▶ _WRITTEN PROBLEM_
Extract each line below that contains the word "stadium", copying every such line in full.

┌─ ENTRIES SHOWN

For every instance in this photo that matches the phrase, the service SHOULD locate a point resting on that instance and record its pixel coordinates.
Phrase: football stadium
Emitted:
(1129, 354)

└─
┌─ ENTRIES SHOWN

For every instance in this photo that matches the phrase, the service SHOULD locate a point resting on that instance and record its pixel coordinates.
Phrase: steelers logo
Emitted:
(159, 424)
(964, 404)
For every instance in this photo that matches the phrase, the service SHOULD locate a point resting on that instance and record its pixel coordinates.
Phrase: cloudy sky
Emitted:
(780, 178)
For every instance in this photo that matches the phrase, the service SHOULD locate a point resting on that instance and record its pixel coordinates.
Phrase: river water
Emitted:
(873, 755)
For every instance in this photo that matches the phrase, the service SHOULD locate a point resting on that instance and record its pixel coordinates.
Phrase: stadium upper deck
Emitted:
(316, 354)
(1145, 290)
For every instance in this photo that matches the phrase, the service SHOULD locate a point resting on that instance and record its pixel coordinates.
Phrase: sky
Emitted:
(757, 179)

└─
┌─ ENTRIES SHOWN

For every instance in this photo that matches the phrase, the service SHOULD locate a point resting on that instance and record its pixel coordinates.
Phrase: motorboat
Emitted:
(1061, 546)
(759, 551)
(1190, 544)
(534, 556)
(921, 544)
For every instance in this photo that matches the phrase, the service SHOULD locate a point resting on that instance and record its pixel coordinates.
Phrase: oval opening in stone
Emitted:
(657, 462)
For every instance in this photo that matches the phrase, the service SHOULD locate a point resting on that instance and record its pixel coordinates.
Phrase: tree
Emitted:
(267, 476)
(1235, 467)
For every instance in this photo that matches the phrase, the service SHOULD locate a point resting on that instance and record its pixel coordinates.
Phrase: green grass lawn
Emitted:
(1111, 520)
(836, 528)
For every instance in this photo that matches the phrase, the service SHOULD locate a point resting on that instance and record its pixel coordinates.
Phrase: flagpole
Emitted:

└─

▶ _SOLUTION FOR THIS TASK_
Phrase: football stadium
Phrase: stadium upper deck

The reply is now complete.